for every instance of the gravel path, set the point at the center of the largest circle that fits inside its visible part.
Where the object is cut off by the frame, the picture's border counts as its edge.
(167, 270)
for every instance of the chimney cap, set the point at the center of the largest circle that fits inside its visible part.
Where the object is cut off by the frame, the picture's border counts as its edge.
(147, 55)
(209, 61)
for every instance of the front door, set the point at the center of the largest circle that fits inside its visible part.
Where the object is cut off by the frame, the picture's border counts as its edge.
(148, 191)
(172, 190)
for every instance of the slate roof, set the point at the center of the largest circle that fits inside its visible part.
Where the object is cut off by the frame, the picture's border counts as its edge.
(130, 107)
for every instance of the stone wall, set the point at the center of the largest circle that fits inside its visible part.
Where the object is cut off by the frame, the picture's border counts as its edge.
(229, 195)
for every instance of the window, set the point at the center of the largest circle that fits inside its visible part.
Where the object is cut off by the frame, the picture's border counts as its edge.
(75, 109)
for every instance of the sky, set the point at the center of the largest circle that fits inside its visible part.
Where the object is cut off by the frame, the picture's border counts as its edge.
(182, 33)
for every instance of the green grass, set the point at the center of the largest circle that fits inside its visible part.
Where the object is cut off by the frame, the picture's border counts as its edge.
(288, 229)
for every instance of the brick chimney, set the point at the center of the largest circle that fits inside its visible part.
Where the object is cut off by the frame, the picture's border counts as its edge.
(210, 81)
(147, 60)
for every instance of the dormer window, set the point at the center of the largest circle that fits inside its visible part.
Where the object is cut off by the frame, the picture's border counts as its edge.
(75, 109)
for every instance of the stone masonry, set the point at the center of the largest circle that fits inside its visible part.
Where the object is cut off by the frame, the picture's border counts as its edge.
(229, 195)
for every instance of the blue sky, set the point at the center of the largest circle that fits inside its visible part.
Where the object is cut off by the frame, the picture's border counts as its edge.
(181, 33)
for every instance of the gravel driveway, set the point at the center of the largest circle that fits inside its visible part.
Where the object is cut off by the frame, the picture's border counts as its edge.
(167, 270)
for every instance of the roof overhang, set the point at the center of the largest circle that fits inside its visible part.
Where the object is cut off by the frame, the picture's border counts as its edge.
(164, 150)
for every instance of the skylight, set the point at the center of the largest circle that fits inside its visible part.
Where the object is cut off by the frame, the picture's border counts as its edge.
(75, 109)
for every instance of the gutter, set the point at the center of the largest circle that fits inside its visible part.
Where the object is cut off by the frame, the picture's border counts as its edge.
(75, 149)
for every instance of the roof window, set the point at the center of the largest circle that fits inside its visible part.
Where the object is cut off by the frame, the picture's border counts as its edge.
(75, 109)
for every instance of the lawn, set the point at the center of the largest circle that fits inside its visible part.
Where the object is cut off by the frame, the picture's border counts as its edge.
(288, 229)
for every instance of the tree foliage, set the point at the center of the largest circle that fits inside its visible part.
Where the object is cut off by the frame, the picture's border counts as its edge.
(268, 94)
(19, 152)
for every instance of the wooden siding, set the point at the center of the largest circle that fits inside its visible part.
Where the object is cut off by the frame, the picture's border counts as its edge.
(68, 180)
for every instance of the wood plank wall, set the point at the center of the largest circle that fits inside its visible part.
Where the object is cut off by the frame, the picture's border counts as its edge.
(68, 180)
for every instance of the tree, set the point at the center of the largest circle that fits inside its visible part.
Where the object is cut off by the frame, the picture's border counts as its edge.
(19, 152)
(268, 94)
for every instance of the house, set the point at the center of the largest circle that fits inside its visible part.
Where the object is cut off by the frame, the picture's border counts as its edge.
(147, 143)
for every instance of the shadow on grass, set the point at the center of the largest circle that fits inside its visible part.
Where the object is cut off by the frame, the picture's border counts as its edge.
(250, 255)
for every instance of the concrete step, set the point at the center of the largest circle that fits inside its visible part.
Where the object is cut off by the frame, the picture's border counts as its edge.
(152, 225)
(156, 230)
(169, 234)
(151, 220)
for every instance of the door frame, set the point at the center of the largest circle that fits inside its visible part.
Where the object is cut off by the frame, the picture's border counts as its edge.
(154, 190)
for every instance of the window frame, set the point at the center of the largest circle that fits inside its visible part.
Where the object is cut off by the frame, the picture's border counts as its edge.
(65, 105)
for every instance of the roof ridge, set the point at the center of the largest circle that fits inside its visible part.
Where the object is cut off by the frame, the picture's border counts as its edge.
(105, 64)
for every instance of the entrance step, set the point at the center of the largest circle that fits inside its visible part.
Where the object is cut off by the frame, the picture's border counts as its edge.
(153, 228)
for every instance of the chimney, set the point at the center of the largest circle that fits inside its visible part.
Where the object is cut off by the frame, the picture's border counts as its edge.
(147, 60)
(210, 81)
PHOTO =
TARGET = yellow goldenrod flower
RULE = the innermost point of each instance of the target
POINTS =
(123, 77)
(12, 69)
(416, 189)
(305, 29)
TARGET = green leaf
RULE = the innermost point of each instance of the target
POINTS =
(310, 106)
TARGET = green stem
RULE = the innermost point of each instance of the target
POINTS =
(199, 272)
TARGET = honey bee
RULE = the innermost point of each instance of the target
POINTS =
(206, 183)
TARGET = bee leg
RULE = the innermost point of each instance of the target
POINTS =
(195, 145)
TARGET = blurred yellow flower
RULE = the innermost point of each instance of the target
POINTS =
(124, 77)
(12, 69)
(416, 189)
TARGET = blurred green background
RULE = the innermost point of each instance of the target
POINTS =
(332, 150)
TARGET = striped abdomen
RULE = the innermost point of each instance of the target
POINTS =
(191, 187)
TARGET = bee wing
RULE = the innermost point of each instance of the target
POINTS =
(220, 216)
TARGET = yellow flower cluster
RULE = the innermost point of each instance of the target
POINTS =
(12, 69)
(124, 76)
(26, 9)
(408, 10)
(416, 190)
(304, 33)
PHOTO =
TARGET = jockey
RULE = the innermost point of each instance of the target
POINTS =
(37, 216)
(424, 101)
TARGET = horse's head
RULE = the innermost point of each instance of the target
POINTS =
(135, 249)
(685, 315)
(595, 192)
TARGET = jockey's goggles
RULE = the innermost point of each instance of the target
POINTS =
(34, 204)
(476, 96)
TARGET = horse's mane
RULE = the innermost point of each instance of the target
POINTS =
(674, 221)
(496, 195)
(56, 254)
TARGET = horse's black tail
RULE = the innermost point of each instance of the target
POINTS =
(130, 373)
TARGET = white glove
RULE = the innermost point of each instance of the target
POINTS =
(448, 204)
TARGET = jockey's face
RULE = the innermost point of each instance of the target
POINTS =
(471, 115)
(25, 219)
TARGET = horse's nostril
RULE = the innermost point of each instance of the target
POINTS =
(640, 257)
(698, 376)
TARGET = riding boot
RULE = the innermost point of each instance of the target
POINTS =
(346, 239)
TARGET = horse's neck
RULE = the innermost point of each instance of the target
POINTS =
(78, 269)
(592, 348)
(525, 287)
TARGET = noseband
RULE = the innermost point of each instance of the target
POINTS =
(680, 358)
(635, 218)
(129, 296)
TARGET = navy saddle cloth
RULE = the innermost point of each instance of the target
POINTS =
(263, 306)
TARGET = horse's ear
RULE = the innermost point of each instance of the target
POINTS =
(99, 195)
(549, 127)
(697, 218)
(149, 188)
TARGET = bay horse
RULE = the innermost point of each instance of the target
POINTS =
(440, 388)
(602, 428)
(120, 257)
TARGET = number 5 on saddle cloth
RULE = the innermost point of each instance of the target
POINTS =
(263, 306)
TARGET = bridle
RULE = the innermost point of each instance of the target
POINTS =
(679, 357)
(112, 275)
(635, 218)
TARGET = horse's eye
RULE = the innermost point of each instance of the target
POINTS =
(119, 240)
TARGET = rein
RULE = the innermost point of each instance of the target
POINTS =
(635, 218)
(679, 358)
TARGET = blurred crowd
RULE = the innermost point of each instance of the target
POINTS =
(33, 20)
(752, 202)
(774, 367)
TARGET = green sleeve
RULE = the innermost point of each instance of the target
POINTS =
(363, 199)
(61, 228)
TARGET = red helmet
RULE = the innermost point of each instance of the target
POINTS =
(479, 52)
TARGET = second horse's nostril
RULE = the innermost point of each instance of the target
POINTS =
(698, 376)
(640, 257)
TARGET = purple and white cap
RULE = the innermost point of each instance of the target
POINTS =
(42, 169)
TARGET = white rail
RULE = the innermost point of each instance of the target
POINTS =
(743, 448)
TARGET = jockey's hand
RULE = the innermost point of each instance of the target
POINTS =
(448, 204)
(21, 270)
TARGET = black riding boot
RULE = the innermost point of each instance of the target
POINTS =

========================================

Your answer must consist of every line in the listing that contains "tree".

for every instance of the tree foliage, set the point at the center of the largest circle that fits inside its visible part.
for every instance of the tree, set the point at the center of the largest circle that fits inside its visible part.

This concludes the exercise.